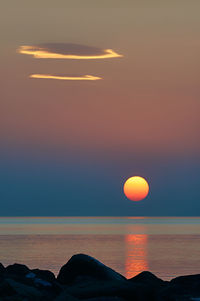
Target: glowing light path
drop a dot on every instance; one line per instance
(50, 76)
(41, 53)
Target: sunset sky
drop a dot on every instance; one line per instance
(67, 146)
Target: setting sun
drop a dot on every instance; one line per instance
(136, 188)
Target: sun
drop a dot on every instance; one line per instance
(136, 188)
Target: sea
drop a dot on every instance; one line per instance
(166, 246)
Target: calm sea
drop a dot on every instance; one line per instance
(166, 246)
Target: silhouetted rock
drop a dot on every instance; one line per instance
(83, 265)
(12, 288)
(2, 269)
(44, 275)
(85, 278)
(121, 289)
(189, 281)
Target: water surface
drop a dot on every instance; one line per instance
(165, 246)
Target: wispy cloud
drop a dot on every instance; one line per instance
(62, 77)
(67, 51)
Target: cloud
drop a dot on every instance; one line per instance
(67, 51)
(64, 77)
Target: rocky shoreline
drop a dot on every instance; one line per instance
(85, 278)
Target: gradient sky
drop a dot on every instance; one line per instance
(68, 146)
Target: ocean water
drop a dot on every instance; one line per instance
(167, 246)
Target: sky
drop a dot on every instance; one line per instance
(93, 92)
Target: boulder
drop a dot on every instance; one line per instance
(81, 265)
(44, 275)
(104, 289)
(2, 269)
(12, 288)
(189, 281)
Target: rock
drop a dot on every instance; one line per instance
(105, 299)
(17, 269)
(189, 281)
(2, 269)
(10, 287)
(102, 289)
(64, 296)
(83, 265)
(44, 275)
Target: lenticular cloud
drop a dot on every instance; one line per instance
(67, 51)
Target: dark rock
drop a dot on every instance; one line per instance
(17, 269)
(2, 269)
(188, 281)
(105, 299)
(44, 275)
(11, 288)
(174, 292)
(64, 296)
(120, 289)
(84, 265)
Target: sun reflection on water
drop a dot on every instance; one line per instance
(136, 254)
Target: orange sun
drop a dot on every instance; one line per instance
(136, 188)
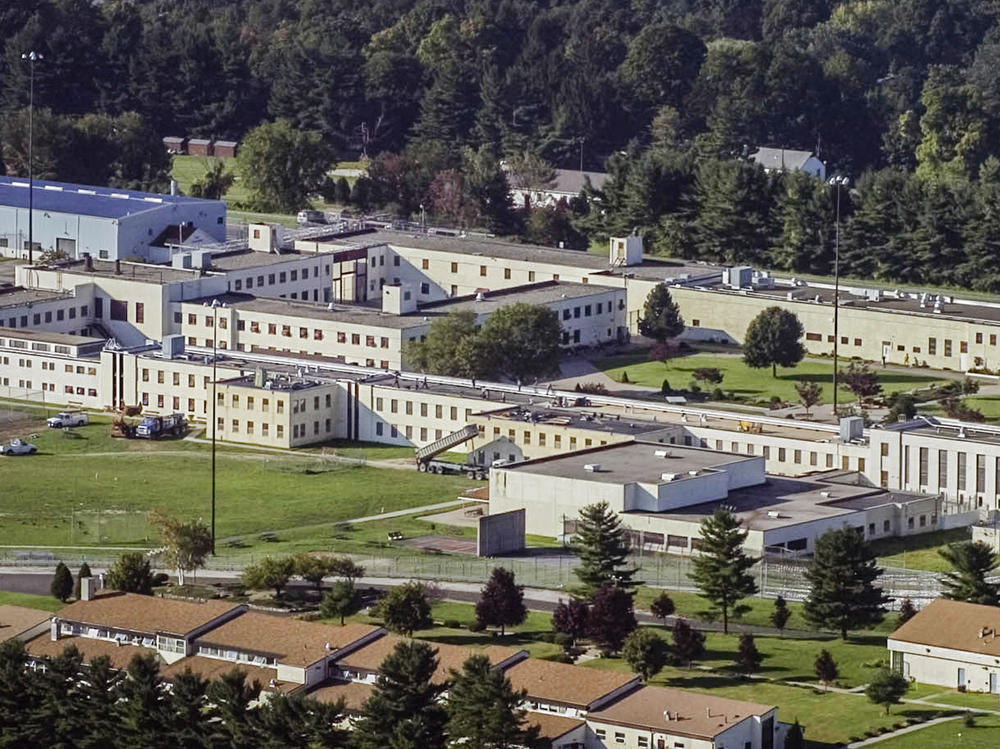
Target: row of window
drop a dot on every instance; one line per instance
(38, 317)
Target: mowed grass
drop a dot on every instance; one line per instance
(741, 380)
(91, 475)
(29, 601)
(985, 734)
(919, 552)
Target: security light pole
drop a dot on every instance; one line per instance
(215, 424)
(837, 182)
(31, 58)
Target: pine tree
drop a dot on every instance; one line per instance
(645, 652)
(721, 571)
(842, 577)
(662, 606)
(906, 612)
(688, 643)
(484, 709)
(826, 667)
(501, 602)
(661, 318)
(602, 544)
(571, 618)
(748, 658)
(61, 586)
(972, 562)
(772, 340)
(611, 618)
(780, 614)
(403, 709)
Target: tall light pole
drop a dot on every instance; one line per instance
(215, 424)
(837, 182)
(31, 57)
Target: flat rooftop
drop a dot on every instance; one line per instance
(141, 272)
(18, 296)
(629, 463)
(64, 339)
(87, 200)
(780, 502)
(243, 259)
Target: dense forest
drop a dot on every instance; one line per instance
(669, 96)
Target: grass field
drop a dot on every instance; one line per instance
(985, 734)
(52, 498)
(740, 379)
(918, 552)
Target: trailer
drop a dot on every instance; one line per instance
(155, 427)
(427, 456)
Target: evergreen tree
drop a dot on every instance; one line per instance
(403, 710)
(571, 618)
(405, 609)
(61, 586)
(340, 601)
(780, 614)
(748, 658)
(645, 652)
(611, 618)
(971, 563)
(826, 667)
(661, 319)
(772, 340)
(688, 643)
(906, 612)
(887, 688)
(842, 577)
(131, 573)
(602, 545)
(662, 606)
(721, 571)
(501, 602)
(484, 709)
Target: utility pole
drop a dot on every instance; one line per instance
(31, 58)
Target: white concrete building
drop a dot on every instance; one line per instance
(950, 644)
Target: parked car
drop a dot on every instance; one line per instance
(18, 447)
(310, 217)
(68, 419)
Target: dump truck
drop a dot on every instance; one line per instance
(65, 419)
(155, 427)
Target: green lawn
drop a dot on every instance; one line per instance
(738, 378)
(918, 552)
(44, 603)
(87, 484)
(953, 733)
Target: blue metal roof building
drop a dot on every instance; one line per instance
(104, 222)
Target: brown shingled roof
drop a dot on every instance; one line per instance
(45, 647)
(370, 657)
(691, 714)
(15, 620)
(145, 613)
(956, 625)
(354, 694)
(564, 684)
(292, 641)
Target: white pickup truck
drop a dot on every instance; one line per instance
(68, 419)
(18, 447)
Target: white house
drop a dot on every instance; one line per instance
(950, 644)
(785, 160)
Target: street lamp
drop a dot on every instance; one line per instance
(215, 425)
(31, 58)
(837, 182)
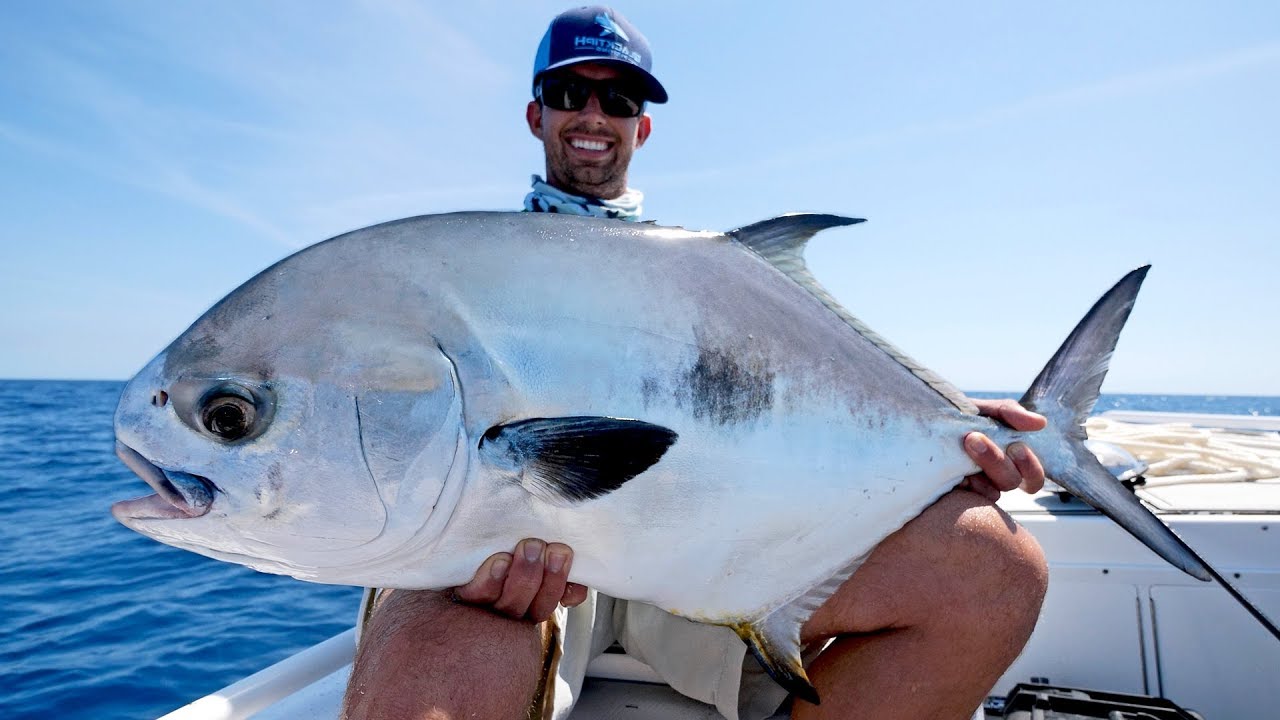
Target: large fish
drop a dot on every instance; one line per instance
----------------
TASK OBJECTIVE —
Lay out the listing above as a JSON list of strings, one string per line and blank lines omitted, leaving the pictures out of the answer.

EXERCISE RESPONSE —
[
  "Target: glowing light path",
  "drop a dot on every instance; one line per instance",
  "(50, 76)",
  "(41, 53)",
  "Target: sunset sky",
  "drop a dot on every instance; one line per instance",
  "(67, 146)",
  "Target: setting sun",
  "drop a dot on every instance; one line per instance",
  "(136, 188)",
  "Target: sun",
  "drop a dot on every instance; one line per instance",
  "(136, 188)",
  "Target: sea",
  "drop a dot on every instance; one line per instance",
  "(166, 246)",
  "Target: calm sea",
  "drop a dot on every instance; one line per instance",
  "(166, 246)",
  "Target: silhouetted rock",
  "drop a dot on every instance; one line per instance",
  "(83, 265)",
  "(12, 288)",
  "(2, 269)",
  "(44, 275)",
  "(85, 278)",
  "(121, 289)",
  "(189, 281)",
  "Target: water surface",
  "drop a dot on every instance; one line per instance",
  "(165, 246)",
  "Target: wispy cloud",
  "drop a dot on every instance; one line per instance",
  "(62, 77)",
  "(67, 51)",
  "Target: cloud",
  "drop a dot on every instance; one line per instance",
  "(67, 51)",
  "(64, 77)",
  "Target: rocky shoreline",
  "drop a dot on every instance; one line per instance",
  "(85, 278)",
  "Target: gradient sky",
  "drop a dot on every instance; one line per instance",
  "(68, 146)",
  "Target: ocean water",
  "drop a dot on every instance; one line per instance",
  "(167, 246)",
  "Target: sky",
  "drop a dot on every instance; one line per instance",
  "(93, 92)",
  "Target: boulder",
  "drop a dot on every instance; one line per instance",
  "(81, 265)",
  "(44, 275)",
  "(104, 289)",
  "(2, 269)",
  "(12, 288)",
  "(189, 281)",
  "Target: rock",
  "drop a dot on every instance; one line per instance",
  "(105, 299)",
  "(17, 269)",
  "(189, 281)",
  "(2, 269)",
  "(10, 287)",
  "(102, 289)",
  "(64, 296)",
  "(83, 265)",
  "(44, 275)",
  "Target: lenticular cloud",
  "drop a dot on every instance; one line per instance",
  "(67, 51)",
  "Target: dark rock",
  "drop a dot on every instance; one line per instance",
  "(17, 269)",
  "(2, 269)",
  "(188, 281)",
  "(105, 299)",
  "(44, 275)",
  "(11, 288)",
  "(174, 292)",
  "(64, 296)",
  "(120, 289)",
  "(84, 265)",
  "Target: sun reflection on water",
  "drop a dot on every instance; one line per instance",
  "(136, 254)",
  "Target: orange sun",
  "drop a dot on every instance; one line per instance",
  "(136, 188)",
  "Target: row of window",
  "drop a dot on every instance; one line per instance",
  "(38, 317)",
  "Target: mowed grass",
  "drop a dot on every instance; one line per instance",
  "(741, 380)",
  "(91, 475)",
  "(29, 601)",
  "(985, 734)",
  "(919, 552)",
  "Target: security light pole",
  "drop a dot on every instance; one line per instance",
  "(215, 424)",
  "(837, 182)",
  "(31, 58)",
  "Target: pine tree",
  "drop a dot on every instance; one line per instance",
  "(645, 652)",
  "(721, 571)",
  "(842, 577)",
  "(662, 606)",
  "(906, 612)",
  "(688, 643)",
  "(484, 709)",
  "(826, 667)",
  "(501, 602)",
  "(661, 318)",
  "(602, 544)",
  "(571, 618)",
  "(748, 658)",
  "(61, 586)",
  "(972, 562)",
  "(772, 340)",
  "(611, 618)",
  "(780, 614)",
  "(403, 709)",
  "Target: tall light pole",
  "drop a dot on every instance; one line per instance",
  "(215, 424)",
  "(837, 182)",
  "(31, 57)",
  "Target: flat rooftop",
  "drop a dot on every instance; one line per instance",
  "(141, 272)",
  "(18, 296)",
  "(629, 463)",
  "(64, 339)",
  "(87, 200)",
  "(780, 502)",
  "(243, 259)",
  "Target: dense forest",
  "drop a dot on every instance; one line per instance",
  "(669, 96)",
  "Target: grass field",
  "drop a dot on every instance; one line per instance",
  "(985, 734)",
  "(52, 498)",
  "(740, 379)",
  "(918, 552)",
  "Target: trailer",
  "drop a dot on every instance; one line per instance",
  "(155, 427)",
  "(427, 456)",
  "Target: evergreen tree",
  "drop a dot on every instance; one line per instance",
  "(403, 710)",
  "(571, 618)",
  "(405, 609)",
  "(61, 586)",
  "(340, 601)",
  "(780, 614)",
  "(748, 658)",
  "(645, 652)",
  "(611, 618)",
  "(971, 563)",
  "(826, 667)",
  "(661, 319)",
  "(772, 340)",
  "(688, 643)",
  "(906, 612)",
  "(887, 688)",
  "(842, 577)",
  "(131, 573)",
  "(602, 545)",
  "(662, 606)",
  "(721, 571)",
  "(501, 602)",
  "(484, 709)",
  "Target: utility pole",
  "drop a dot on every instance; one line per instance",
  "(31, 58)",
  "Target: white concrete building",
  "drop a dot on every instance; one line per instance",
  "(950, 644)",
  "Target: parked car",
  "drop a dot on every instance; one line per instance",
  "(18, 447)",
  "(310, 217)",
  "(68, 419)",
  "Target: dump truck",
  "drop a dot on every instance; one line per instance",
  "(65, 419)",
  "(155, 427)",
  "Target: green lawn",
  "drop a dot on every instance; one line per instance",
  "(738, 378)",
  "(918, 552)",
  "(44, 603)",
  "(87, 484)",
  "(953, 733)",
  "Target: blue metal roof building",
  "drop a dot on every instance; one line per instance",
  "(104, 222)",
  "Target: brown shingled roof",
  "drop a dot on every instance; one line per instance",
  "(45, 647)",
  "(370, 657)",
  "(691, 714)",
  "(15, 620)",
  "(145, 613)",
  "(956, 625)",
  "(354, 694)",
  "(564, 684)",
  "(292, 641)",
  "Target: white pickup truck",
  "drop a dot on every instance; one line per instance",
  "(68, 419)",
  "(18, 447)",
  "Target: white house",
  "drop a dot on every instance; one line per instance",
  "(950, 644)",
  "(785, 160)",
  "Target: street lamp",
  "drop a dot on every instance; one line per instance",
  "(215, 425)",
  "(31, 58)",
  "(837, 182)",
  "Target: large fish",
  "drop a dot on every instance; one line per instance"
]